Revise everything from the line containing "Query: blurred background plant" down to the end of the material, replacing "layout" with "format" and leaving all else unchanged.
---------------
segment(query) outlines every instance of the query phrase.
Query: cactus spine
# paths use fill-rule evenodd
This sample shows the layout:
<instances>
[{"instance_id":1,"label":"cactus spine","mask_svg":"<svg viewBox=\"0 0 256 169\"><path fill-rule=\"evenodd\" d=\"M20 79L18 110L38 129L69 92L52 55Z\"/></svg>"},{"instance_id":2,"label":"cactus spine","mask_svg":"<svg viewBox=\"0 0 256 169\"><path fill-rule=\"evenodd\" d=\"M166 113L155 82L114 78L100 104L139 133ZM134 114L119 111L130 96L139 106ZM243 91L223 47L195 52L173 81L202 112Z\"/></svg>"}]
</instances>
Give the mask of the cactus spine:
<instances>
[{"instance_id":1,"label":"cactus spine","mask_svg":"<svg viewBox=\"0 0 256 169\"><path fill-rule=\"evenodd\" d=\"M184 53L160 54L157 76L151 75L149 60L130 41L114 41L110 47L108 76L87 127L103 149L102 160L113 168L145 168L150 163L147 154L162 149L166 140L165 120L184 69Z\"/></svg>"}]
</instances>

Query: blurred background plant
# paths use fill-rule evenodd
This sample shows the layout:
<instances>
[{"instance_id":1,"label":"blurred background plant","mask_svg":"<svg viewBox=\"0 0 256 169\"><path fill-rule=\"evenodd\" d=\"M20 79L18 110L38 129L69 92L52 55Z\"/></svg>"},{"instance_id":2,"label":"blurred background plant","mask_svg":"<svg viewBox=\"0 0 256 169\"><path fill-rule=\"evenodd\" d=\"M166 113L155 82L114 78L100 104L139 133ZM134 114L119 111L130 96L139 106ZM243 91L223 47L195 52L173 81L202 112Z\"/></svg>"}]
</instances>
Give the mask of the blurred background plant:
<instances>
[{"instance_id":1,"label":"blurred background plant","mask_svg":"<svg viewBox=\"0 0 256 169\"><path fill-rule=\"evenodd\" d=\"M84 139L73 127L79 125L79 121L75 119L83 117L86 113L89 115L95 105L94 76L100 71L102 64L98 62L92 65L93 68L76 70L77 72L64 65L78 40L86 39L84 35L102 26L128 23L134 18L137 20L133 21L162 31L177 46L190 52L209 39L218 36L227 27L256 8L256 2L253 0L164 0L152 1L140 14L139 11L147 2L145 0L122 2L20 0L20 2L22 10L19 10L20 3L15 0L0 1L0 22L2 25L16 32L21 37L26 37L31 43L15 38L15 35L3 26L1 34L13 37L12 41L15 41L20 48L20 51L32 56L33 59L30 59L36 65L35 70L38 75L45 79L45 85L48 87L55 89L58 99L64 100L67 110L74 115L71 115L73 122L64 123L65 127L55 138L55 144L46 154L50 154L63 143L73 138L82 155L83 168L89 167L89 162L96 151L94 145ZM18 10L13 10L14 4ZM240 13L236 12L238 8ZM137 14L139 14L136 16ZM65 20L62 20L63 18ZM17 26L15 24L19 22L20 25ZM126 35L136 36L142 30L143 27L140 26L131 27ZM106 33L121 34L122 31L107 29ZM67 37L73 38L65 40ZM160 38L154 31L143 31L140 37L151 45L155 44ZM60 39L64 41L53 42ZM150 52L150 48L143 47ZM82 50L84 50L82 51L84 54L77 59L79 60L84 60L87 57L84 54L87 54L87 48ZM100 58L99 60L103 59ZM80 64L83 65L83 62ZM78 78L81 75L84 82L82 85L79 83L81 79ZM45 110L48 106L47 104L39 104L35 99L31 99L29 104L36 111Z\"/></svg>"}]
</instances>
---------------
§ Problem solution:
Query: blurred background plant
# paths use fill-rule evenodd
This sample shows the format:
<instances>
[{"instance_id":1,"label":"blurred background plant","mask_svg":"<svg viewBox=\"0 0 256 169\"><path fill-rule=\"evenodd\" d=\"M20 79L18 110L38 129L69 92L52 55Z\"/></svg>"},{"instance_id":2,"label":"blurred background plant","mask_svg":"<svg viewBox=\"0 0 256 169\"><path fill-rule=\"evenodd\" d=\"M166 113L155 82L114 78L100 104L139 133ZM134 114L119 111L130 96L139 106ZM243 91L223 47L195 52L173 81L202 112Z\"/></svg>"}]
</instances>
Give the mask of the blurred background plant:
<instances>
[{"instance_id":1,"label":"blurred background plant","mask_svg":"<svg viewBox=\"0 0 256 169\"><path fill-rule=\"evenodd\" d=\"M84 139L73 127L79 125L79 121L75 119L83 117L86 113L89 115L95 105L94 76L100 71L102 64L98 62L92 65L93 68L76 70L77 72L64 65L78 40L86 39L84 35L102 26L128 23L134 18L137 20L133 21L162 31L177 46L190 52L209 39L218 36L227 27L256 8L256 2L253 0L164 0L152 1L140 14L139 11L147 2L145 0L122 2L20 0L20 2L22 10L19 10L20 3L15 0L0 1L0 22L2 25L16 32L21 37L26 37L31 43L15 38L15 35L3 26L1 34L13 37L12 41L15 41L20 48L20 51L32 56L33 59L30 59L36 65L35 70L38 75L45 79L45 85L48 87L55 89L58 99L64 100L67 110L74 115L71 115L73 122L64 123L65 127L55 138L55 144L46 154L50 154L63 143L73 138L82 155L83 168L89 167L89 162L96 151L94 145ZM18 10L13 10L14 4ZM240 13L236 12L238 8ZM137 14L139 14L136 16ZM65 20L62 20L63 18ZM17 26L15 24L19 22L20 25ZM126 35L136 36L142 30L143 27L140 26L131 27ZM106 33L121 34L122 31L107 29ZM67 37L73 38L65 40ZM160 38L154 31L143 31L140 37L151 45L155 44ZM60 39L64 41L53 42ZM150 52L150 48L143 47ZM82 50L84 50L82 51L84 54L77 59L79 60L84 60L87 57L84 54L87 54L87 48ZM100 58L99 60L103 59ZM80 64L83 65L83 62ZM78 78L81 75L84 82L82 85L79 83L81 79ZM45 110L48 106L47 104L39 104L35 99L31 99L29 104L36 111Z\"/></svg>"}]
</instances>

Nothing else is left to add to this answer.